• ACTIVITY:
Could you return the whole listing, character for character?
Start of Block
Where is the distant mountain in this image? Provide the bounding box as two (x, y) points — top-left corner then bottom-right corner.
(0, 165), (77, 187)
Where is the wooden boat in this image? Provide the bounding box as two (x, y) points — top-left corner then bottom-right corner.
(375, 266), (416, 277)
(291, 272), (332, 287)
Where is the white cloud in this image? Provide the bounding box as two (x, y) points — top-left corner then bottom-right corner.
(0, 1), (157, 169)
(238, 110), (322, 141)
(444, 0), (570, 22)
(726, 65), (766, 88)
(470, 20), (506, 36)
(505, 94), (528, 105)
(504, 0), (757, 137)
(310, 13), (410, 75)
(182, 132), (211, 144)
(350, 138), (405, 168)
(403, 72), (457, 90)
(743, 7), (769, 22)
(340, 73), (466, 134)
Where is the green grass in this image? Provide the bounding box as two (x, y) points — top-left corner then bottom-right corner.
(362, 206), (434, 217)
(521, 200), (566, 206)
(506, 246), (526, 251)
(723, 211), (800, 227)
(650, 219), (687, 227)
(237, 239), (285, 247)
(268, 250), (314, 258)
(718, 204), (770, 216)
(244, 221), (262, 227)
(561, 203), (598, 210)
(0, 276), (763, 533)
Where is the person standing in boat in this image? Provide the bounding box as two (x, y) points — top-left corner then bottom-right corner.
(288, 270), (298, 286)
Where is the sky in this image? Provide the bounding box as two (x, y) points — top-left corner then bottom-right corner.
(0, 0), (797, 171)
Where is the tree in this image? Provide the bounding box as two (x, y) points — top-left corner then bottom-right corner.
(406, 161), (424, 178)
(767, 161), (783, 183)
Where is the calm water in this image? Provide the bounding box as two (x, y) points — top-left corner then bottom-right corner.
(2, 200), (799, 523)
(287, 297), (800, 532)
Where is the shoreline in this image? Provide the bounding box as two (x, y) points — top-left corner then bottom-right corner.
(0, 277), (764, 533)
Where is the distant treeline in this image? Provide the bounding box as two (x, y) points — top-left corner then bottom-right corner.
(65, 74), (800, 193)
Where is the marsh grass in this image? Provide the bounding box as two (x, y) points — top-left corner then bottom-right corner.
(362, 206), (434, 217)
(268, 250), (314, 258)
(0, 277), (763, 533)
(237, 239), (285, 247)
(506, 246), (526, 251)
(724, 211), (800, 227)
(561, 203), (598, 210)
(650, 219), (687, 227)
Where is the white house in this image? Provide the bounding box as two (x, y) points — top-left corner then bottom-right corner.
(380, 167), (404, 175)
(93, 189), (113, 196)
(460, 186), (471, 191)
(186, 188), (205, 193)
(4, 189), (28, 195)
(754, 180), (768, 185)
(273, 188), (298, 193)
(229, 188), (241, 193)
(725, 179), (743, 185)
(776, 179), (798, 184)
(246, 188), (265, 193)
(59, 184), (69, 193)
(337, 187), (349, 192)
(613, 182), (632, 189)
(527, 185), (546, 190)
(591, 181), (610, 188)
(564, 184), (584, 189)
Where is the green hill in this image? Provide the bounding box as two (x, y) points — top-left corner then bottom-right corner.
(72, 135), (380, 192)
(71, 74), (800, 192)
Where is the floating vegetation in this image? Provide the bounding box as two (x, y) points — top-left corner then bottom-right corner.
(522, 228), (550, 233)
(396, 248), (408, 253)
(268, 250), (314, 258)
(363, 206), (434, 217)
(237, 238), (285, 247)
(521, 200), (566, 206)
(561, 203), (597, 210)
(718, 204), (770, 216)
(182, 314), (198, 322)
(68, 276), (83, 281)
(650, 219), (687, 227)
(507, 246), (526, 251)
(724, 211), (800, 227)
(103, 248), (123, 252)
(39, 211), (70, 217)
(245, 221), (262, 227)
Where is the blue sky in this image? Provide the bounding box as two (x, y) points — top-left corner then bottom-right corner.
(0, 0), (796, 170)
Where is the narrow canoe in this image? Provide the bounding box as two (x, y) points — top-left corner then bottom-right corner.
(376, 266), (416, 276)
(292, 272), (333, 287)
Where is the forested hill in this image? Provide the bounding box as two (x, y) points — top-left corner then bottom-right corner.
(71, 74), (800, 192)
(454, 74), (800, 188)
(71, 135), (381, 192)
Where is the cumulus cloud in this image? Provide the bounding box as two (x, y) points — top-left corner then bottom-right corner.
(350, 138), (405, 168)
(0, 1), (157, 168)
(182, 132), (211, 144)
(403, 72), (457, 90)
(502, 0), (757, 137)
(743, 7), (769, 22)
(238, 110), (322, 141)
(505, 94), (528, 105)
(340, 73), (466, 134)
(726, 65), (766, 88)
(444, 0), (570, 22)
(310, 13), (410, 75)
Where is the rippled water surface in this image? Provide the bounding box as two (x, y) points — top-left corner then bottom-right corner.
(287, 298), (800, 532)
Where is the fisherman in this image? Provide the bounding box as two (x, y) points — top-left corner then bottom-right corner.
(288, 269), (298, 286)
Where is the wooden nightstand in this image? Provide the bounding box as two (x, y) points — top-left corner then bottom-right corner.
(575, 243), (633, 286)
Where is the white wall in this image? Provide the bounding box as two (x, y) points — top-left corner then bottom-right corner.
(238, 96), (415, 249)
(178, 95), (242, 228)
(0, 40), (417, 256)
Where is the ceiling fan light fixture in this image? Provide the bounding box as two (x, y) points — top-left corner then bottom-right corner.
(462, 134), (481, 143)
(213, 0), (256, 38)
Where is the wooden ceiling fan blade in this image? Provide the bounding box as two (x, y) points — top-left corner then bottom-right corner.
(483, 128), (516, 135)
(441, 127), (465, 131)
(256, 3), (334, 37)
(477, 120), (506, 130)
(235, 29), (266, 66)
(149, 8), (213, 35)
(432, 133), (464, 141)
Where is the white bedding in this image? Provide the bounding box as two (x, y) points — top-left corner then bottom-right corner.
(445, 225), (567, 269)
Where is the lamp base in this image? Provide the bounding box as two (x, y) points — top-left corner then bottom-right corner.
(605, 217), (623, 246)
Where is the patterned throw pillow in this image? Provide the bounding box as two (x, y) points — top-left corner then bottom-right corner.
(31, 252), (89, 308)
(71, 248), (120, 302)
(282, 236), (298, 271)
End of Block
• ANSWER:
Where is the distant mountain in this image? Provide the bounding box as two (x, y) points — top-left corner then bottom-right corner.
(0, 165), (77, 187)
Where is the wooden boat in this image? Provide the bounding box as two (x, y) points — top-left corner then bottom-right corner.
(375, 266), (416, 277)
(291, 272), (332, 287)
Where is the white cloud in this image? Provide the bounding box as two (x, y) points — top-left corner then bottom-right corner.
(0, 1), (157, 169)
(238, 110), (322, 141)
(444, 0), (570, 22)
(726, 65), (766, 88)
(470, 20), (506, 36)
(505, 94), (528, 105)
(504, 0), (757, 137)
(310, 13), (410, 75)
(182, 132), (211, 144)
(350, 138), (405, 168)
(403, 72), (457, 90)
(743, 7), (769, 22)
(340, 73), (466, 134)
Where is the green grass in this image? Provide the bounding box as two (x, y) points — top-left corner then bottom-right corner.
(362, 206), (434, 217)
(521, 200), (566, 206)
(506, 246), (526, 251)
(723, 211), (800, 227)
(650, 219), (687, 227)
(237, 239), (285, 247)
(268, 250), (314, 258)
(718, 204), (770, 216)
(244, 221), (262, 227)
(561, 203), (598, 210)
(0, 276), (763, 533)
Where is the person standing in boat in this image? Provide the bounding box as two (x, y) points — top-left corner then bottom-right corner.
(288, 270), (298, 286)
Where is the sky in this image? Provide the bounding box as two (x, y) points — top-left corner then bottom-right corner.
(0, 0), (797, 171)
Where is the tree in this image? Provide the bounding box as two (x, y) points — top-left corner then bottom-right corner.
(406, 161), (424, 178)
(767, 161), (783, 183)
Where is the calm water in this image? Provide the bounding box as two (x, y) points — top-left corner then bottom-right corner.
(2, 200), (799, 523)
(287, 297), (800, 532)
Where is the shoreline in this image? Provide the bounding box as two (x, y) points — top-left corner then bottom-right corner.
(0, 277), (764, 533)
Where is the distant treeline in this image? Provide the bounding box as two (x, y) points — top-left corner then bottom-right corner.
(65, 74), (800, 193)
Where is the marsh grass in this image? Provide the bounding box as two (x, y) points — top-left corner then bottom-right corner.
(362, 206), (434, 217)
(268, 250), (314, 258)
(0, 277), (763, 533)
(237, 239), (285, 247)
(506, 246), (526, 251)
(724, 211), (800, 227)
(561, 203), (598, 210)
(650, 219), (687, 227)
Where is the white house in this image? Provide the bounding box as two (x, y) points — top-left corner then bottom-right corner.
(380, 167), (404, 175)
(93, 189), (113, 196)
(460, 186), (471, 191)
(186, 188), (205, 193)
(4, 189), (28, 195)
(754, 180), (768, 185)
(273, 188), (298, 193)
(229, 188), (241, 193)
(725, 179), (743, 185)
(776, 179), (798, 184)
(246, 188), (265, 193)
(59, 184), (69, 193)
(337, 187), (349, 192)
(613, 182), (632, 189)
(527, 185), (546, 190)
(591, 181), (610, 188)
(564, 184), (584, 189)
Where is the green hill in this image? Provide the bounding box as two (x, y) points — top-left corner then bottom-right corner.
(72, 135), (380, 192)
(71, 74), (800, 192)
Where is the floating vegetation in this image? Provide the bounding box as two (x, y) points — top-left corner then bottom-right corner.
(522, 228), (550, 233)
(396, 248), (408, 253)
(268, 250), (314, 258)
(363, 206), (434, 217)
(237, 238), (285, 247)
(521, 200), (566, 206)
(561, 203), (597, 210)
(718, 204), (770, 216)
(182, 314), (198, 322)
(68, 276), (83, 281)
(650, 219), (687, 227)
(507, 246), (526, 251)
(724, 211), (800, 227)
(103, 248), (123, 252)
(39, 211), (70, 217)
(245, 221), (262, 227)
Where is the blue sky in this image? Provide the bounding box as two (x, y) points — top-left corner then bottom-right corner.
(0, 0), (796, 170)
Where is the narrow canoe in this image? Provide the bounding box as two (x, y) points — top-left corner then bottom-right corner.
(376, 266), (416, 276)
(292, 272), (333, 287)
Where is the forested hill in this image? Provide the bounding box as two (x, y) points — top-left corner then bottom-right corner.
(71, 74), (800, 192)
(454, 74), (800, 188)
(71, 135), (381, 192)
Where is the cumulus cloud in this image? Provide the bounding box as two (x, y) points — top-left corner then bottom-right corner.
(350, 138), (405, 168)
(0, 1), (157, 168)
(182, 132), (211, 144)
(403, 72), (457, 90)
(502, 0), (757, 137)
(743, 7), (769, 22)
(238, 110), (322, 141)
(505, 94), (528, 105)
(340, 73), (466, 134)
(726, 65), (766, 88)
(444, 0), (570, 22)
(310, 13), (410, 75)
Where is the rippled water surface in this image? Provide the bounding box as two (x, y) points — top-left corner then bottom-right corner.
(287, 298), (800, 532)
Where is the fisherman in this image? Provide the bounding box as two (x, y) points — top-left corner then bottom-right corner.
(288, 269), (298, 286)
Where is the wooden nightstand in this image? Provide the bounding box as two (x, y) points — top-left corner then bottom-right corner.
(575, 243), (633, 286)
Where is the white wall in this image? Provide the bounding box as two (x, y) points — top-left corner then bottom-right corner.
(238, 96), (415, 249)
(178, 95), (242, 228)
(0, 40), (417, 256)
Where is the ceiling fan light fixture in this image? Provide the bounding box as two (x, y) points — top-left corner then bottom-right corner.
(462, 134), (481, 143)
(213, 0), (256, 38)
Where is the wooden ceiling fan blade in this image? Provide the bounding box as two (x, y) points — top-left corner then bottom-right corner.
(483, 128), (516, 135)
(441, 127), (465, 131)
(256, 3), (334, 37)
(477, 120), (506, 130)
(235, 29), (266, 66)
(149, 8), (213, 35)
(432, 133), (464, 141)
Where is the white bedding in this image? Provide the bounding box as two (x, y) points — top-left corner then bottom-right corner.
(445, 225), (567, 269)
Where is the lamp base in this image? Provide the bounding box as two (x, y) points — top-left corner then bottom-right corner.
(605, 217), (623, 246)
Where is the patterned throw pillow in this image? Provide the bounding box as two (x, y) points — top-left corner then bottom-right corner.
(31, 252), (89, 308)
(71, 248), (120, 302)
(282, 236), (298, 271)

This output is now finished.